**WHAT IS BEING ASKED:**
Reproduce the material below word for word, from the line containing "like x=127 y=41." down through its final line, and nothing else.

**DATASET EXCERPTS:**
_ _ _ _ _ _ _

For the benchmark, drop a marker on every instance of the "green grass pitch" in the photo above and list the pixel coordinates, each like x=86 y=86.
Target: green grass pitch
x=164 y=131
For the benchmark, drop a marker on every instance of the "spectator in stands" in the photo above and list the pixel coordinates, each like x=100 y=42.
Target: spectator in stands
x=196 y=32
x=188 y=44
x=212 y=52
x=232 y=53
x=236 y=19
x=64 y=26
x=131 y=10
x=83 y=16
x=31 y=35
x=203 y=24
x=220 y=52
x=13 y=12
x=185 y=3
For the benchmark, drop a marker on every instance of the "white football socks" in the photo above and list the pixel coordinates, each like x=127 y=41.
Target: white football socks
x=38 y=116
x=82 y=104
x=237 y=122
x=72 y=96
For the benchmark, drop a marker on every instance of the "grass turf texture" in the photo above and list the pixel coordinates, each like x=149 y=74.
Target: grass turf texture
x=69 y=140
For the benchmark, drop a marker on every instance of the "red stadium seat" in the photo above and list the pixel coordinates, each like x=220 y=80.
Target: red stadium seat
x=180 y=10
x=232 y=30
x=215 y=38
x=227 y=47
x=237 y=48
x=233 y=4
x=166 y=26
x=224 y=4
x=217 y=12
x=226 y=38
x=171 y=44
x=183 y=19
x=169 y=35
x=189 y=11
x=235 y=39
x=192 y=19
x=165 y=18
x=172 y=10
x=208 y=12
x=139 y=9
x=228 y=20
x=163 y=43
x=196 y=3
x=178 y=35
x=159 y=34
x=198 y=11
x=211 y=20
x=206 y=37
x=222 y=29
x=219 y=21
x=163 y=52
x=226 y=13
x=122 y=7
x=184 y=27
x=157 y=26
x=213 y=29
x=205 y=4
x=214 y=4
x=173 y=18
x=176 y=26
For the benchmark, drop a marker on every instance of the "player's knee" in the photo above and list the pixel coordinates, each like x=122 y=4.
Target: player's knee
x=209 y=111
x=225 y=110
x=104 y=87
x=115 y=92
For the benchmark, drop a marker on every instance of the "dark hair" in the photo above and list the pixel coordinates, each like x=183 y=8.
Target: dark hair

_ _ _ _ _ _ _

**OUTPUT OF THE TASK:**
For the benchmark, drop a marker on every instance of the "white football socks" in the photo above and list the pixel coordinates, each like x=127 y=41.
Target: white football socks
x=38 y=116
x=82 y=104
x=237 y=122
x=72 y=96
For the benchmark, drop a marker on every instance of the "grass turf texture" in the photo above and list the pixel coordinates, each like x=149 y=74.
Target: grass turf texture
x=69 y=140
For the benchmark, drop a marker on every instance of the "red stadium seat" in the photo above and list the pixel coordinates, each like x=220 y=80.
Target: red stadium seat
x=180 y=10
x=232 y=30
x=215 y=38
x=227 y=47
x=237 y=48
x=233 y=4
x=166 y=26
x=224 y=4
x=217 y=12
x=226 y=38
x=171 y=44
x=183 y=19
x=169 y=35
x=189 y=11
x=235 y=39
x=192 y=19
x=165 y=18
x=172 y=10
x=208 y=12
x=139 y=9
x=228 y=20
x=163 y=43
x=196 y=3
x=178 y=35
x=159 y=34
x=198 y=11
x=211 y=20
x=206 y=37
x=222 y=29
x=219 y=21
x=163 y=52
x=226 y=13
x=122 y=7
x=184 y=27
x=157 y=26
x=213 y=29
x=205 y=4
x=214 y=4
x=173 y=18
x=176 y=26
For the benchmark, drop a marker on every instance of the "player's knee" in the photo above and list the pixel coordinates, each like x=122 y=4.
Target: player's knee
x=209 y=111
x=225 y=110
x=104 y=87
x=115 y=92
For the benchmark, drop a marker on every instance of the "dark hair" in the photo above and list the pixel coordinates, each like x=183 y=8.
Target: dark hair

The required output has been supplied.